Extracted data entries
------------------------------
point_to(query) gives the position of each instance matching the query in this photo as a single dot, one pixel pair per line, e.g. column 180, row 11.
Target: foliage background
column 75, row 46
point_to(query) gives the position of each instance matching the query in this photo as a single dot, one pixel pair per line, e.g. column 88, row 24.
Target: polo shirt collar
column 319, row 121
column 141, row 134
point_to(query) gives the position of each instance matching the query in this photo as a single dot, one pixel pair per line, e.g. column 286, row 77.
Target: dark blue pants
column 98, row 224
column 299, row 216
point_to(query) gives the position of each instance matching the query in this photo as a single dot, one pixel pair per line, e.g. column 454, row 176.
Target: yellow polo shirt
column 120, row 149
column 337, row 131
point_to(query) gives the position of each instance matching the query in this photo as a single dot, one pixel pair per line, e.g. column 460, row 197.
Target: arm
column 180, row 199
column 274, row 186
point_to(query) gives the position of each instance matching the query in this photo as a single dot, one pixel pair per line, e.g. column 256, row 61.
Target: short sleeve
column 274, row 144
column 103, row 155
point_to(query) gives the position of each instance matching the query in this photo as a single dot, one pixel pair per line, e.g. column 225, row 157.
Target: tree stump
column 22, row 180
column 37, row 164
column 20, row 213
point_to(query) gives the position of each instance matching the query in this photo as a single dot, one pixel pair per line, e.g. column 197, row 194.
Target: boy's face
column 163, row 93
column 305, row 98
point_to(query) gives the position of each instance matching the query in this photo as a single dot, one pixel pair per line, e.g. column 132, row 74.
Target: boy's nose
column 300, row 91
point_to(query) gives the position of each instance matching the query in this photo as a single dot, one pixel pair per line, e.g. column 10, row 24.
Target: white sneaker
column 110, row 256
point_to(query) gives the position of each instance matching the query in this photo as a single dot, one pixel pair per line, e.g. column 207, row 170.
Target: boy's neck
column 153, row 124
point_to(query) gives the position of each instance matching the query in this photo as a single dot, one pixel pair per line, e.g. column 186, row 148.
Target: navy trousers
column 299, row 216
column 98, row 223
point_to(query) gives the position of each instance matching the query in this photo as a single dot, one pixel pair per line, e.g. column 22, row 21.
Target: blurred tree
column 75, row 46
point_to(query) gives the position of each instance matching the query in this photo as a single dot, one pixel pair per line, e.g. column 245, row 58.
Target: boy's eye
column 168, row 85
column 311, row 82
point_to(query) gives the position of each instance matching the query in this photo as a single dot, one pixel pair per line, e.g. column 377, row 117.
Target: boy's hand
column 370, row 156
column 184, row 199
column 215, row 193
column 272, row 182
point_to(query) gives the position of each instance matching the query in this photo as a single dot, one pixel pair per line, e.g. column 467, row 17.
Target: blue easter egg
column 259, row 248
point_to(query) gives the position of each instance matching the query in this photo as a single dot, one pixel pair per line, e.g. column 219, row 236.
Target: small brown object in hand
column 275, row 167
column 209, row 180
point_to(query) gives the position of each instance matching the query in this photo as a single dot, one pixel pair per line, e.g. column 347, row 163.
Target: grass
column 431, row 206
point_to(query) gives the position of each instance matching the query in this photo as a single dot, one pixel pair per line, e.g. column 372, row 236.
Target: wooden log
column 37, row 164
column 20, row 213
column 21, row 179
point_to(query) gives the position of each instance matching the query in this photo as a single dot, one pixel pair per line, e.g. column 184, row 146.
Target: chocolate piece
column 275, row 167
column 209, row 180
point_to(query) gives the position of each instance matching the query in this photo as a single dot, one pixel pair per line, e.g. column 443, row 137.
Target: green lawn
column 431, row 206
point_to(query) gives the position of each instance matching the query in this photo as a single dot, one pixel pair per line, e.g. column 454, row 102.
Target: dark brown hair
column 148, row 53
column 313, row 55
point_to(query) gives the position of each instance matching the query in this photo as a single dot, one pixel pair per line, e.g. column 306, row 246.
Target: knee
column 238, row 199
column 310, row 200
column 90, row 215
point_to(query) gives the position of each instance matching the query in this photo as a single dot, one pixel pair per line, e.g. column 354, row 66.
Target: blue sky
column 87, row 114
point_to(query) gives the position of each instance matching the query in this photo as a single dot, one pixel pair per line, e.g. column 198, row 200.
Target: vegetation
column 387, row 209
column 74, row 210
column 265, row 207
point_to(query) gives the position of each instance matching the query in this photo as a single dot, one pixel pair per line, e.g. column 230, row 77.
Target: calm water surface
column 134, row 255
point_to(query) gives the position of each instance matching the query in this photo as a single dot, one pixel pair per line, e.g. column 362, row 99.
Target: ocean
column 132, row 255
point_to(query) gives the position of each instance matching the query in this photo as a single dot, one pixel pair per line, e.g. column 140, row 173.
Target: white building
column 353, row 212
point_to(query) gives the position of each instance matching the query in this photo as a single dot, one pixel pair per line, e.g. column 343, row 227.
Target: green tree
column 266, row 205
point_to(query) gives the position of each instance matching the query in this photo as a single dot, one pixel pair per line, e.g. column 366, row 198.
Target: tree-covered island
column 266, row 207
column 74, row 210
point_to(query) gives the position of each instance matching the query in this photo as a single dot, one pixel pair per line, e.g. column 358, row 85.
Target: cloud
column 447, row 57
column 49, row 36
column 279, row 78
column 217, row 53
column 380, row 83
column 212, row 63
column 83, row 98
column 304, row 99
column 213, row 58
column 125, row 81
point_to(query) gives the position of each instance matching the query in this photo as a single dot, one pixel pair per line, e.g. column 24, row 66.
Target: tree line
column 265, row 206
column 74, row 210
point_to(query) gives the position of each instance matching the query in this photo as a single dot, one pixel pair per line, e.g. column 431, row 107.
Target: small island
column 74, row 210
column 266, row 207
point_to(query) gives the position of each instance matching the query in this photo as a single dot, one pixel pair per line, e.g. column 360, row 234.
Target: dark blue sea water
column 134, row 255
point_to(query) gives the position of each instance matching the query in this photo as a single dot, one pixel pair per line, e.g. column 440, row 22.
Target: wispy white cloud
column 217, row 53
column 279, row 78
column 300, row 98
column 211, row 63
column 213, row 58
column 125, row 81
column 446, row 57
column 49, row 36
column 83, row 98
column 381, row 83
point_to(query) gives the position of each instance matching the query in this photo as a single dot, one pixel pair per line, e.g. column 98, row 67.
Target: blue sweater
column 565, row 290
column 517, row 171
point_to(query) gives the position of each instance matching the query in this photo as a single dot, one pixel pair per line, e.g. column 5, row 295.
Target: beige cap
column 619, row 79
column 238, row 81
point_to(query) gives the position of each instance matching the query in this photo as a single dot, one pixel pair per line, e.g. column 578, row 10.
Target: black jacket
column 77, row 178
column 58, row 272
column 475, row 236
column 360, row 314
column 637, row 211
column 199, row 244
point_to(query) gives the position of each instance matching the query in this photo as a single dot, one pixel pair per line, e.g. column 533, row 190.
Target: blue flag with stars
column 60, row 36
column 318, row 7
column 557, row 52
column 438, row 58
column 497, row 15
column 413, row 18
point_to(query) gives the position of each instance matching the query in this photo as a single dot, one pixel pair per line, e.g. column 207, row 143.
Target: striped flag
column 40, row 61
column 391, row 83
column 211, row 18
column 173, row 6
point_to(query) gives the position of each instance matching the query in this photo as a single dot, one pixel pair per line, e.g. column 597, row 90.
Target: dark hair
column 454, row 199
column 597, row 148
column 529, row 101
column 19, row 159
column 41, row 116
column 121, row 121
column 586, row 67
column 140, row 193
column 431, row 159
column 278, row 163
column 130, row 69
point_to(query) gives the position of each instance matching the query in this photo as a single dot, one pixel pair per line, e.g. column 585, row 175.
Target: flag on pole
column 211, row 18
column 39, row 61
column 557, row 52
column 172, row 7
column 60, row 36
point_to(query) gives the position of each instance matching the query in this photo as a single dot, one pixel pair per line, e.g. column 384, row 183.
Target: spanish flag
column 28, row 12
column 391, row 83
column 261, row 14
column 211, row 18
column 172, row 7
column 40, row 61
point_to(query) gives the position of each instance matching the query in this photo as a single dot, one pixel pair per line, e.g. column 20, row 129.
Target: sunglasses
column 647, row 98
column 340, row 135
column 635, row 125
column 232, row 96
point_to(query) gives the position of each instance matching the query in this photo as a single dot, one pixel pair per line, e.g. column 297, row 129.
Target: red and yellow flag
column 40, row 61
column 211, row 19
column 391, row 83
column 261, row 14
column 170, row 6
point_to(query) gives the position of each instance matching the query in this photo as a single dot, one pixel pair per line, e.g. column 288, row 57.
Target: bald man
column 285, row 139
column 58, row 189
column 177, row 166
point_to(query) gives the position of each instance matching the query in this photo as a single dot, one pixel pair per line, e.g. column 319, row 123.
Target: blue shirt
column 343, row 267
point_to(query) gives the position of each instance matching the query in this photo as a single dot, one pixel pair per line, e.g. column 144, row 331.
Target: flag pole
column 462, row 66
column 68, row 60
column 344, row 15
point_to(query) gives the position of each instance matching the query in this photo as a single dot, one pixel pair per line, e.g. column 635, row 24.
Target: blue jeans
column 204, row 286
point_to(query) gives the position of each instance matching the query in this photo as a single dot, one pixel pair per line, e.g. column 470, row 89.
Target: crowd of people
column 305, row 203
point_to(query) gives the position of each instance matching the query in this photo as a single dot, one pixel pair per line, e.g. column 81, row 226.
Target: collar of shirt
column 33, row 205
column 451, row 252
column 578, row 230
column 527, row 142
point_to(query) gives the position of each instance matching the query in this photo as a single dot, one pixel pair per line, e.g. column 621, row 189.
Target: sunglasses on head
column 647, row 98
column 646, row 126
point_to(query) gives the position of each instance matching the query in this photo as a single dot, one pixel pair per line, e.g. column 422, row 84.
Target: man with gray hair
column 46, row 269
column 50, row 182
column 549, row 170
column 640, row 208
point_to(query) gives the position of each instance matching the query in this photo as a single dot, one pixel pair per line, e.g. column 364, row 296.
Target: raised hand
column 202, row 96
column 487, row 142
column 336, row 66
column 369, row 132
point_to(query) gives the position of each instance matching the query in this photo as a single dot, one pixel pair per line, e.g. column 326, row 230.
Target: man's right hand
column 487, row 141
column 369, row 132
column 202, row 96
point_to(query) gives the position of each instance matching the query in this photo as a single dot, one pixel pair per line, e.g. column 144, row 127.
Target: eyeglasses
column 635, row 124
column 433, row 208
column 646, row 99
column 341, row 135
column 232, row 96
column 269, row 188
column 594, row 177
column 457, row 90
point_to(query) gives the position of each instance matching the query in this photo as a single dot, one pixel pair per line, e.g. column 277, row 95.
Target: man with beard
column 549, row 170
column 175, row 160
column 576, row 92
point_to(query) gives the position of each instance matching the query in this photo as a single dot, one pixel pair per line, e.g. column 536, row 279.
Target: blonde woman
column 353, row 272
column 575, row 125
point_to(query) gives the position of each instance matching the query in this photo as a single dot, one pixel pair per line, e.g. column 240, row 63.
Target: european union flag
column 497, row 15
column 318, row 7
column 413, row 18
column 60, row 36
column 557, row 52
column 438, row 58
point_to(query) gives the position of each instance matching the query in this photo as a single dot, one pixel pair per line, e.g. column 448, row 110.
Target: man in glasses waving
------------------------------
▸ **THE TASK**
Can you render the records as a numbered list, from the start up to and including the line with "column 103, row 155", and skip any blank lines?

▸ **REPLY TO THE TASK**
1. point_to(query) gives the position of each instance matching the query in this photo as a single dot, one pixel pair per line, e.g. column 180, row 11.
2. Target: foliage background
3. column 75, row 46
4. point_to(query) gives the position of each instance matching the query in this photo as a single dot, one pixel pair per line, e.g. column 88, row 24.
5. Target: polo shirt collar
6. column 319, row 121
7. column 141, row 134
8. point_to(query) gives the position of each instance matching the query in this photo as a single dot, one pixel pair per line, e.g. column 286, row 77.
9. Target: dark blue pants
10. column 98, row 224
11. column 299, row 216
12. point_to(query) gives the position of each instance matching the query in this photo as a single dot, one pixel pair per line, e.g. column 454, row 176.
13. Target: yellow polo shirt
14. column 120, row 149
15. column 337, row 131
16. point_to(query) gives the position of each instance matching the query in this photo as a single dot, one pixel pair per line, e.g. column 460, row 197.
17. Target: arm
18. column 180, row 199
19. column 274, row 186
20. point_to(query) gives the position of each instance matching the query in this photo as a single dot, one pixel pair per line, e.g. column 256, row 61.
21. Target: short sleeve
22. column 274, row 144
23. column 103, row 155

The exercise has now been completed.